**Exercise aim**
A word-for-word copy of the records below is required.

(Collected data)
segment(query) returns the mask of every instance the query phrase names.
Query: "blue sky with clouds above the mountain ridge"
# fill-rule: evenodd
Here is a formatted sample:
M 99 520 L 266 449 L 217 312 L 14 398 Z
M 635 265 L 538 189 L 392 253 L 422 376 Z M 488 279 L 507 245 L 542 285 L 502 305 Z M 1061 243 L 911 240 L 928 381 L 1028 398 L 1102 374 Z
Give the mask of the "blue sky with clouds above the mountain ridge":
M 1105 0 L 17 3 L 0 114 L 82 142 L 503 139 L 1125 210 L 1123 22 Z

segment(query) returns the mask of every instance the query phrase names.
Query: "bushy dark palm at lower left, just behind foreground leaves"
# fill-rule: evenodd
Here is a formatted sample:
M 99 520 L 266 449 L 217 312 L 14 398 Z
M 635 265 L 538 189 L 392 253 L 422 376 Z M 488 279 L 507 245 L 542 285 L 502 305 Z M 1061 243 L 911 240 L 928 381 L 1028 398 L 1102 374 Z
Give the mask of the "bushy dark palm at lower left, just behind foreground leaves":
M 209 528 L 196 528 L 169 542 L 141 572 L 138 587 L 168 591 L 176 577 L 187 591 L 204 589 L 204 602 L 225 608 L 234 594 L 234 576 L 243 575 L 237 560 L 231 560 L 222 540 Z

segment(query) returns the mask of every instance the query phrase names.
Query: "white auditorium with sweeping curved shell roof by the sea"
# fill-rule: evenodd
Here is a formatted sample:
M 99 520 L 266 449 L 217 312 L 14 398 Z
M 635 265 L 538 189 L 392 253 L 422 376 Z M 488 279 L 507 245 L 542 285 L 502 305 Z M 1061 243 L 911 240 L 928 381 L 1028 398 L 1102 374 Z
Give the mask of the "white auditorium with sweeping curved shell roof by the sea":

**Problem solution**
segment(query) returns the mask of every instance the query phrase names.
Query: "blue sky with clouds above the mountain ridge"
# fill-rule: evenodd
Here is a formatted sample:
M 99 520 L 266 449 L 217 312 L 14 398 Z
M 635 265 L 538 189 L 392 253 L 422 376 Z M 488 279 L 507 245 L 542 285 L 502 305 Z M 1061 243 L 911 240 L 928 381 L 1028 398 L 1102 374 Z
Give the mask of the "blue sky with clouds above the mountain ridge":
M 1105 0 L 17 3 L 0 114 L 82 142 L 503 139 L 1125 210 L 1123 22 Z

segment(query) returns the mask of every instance the query phrase names.
Query: "bushy dark palm at lower left, just behind foreground leaves"
# fill-rule: evenodd
Here is a formatted sample:
M 99 520 L 266 449 L 217 312 L 14 398 Z
M 635 265 L 538 189 L 392 253 L 422 376 Z M 488 279 L 507 245 L 542 285 L 502 305 Z M 1061 243 L 911 240 L 928 381 L 1028 398 L 1102 374 Z
Give the mask of the "bushy dark palm at lower left, just behind foreground leaves":
M 209 528 L 196 528 L 169 542 L 141 572 L 138 587 L 168 591 L 176 577 L 187 591 L 204 589 L 204 602 L 225 608 L 234 594 L 234 576 L 243 575 L 237 560 L 231 560 L 222 540 Z

segment(query) returns the mask of every instance the query phrase names.
Query: "white auditorium with sweeping curved shell roof by the sea"
# fill-rule: evenodd
Here is a formatted sample:
M 99 520 L 266 449 L 217 312 L 14 398 Z
M 635 265 L 538 189 L 392 253 L 422 376 Z M 488 279 L 507 245 L 542 285 L 502 305 Z M 1061 243 L 911 240 L 928 381 L 1028 398 L 1102 374 Z
Give the mask of the "white auditorium with sweeping curved shell roof by the sea":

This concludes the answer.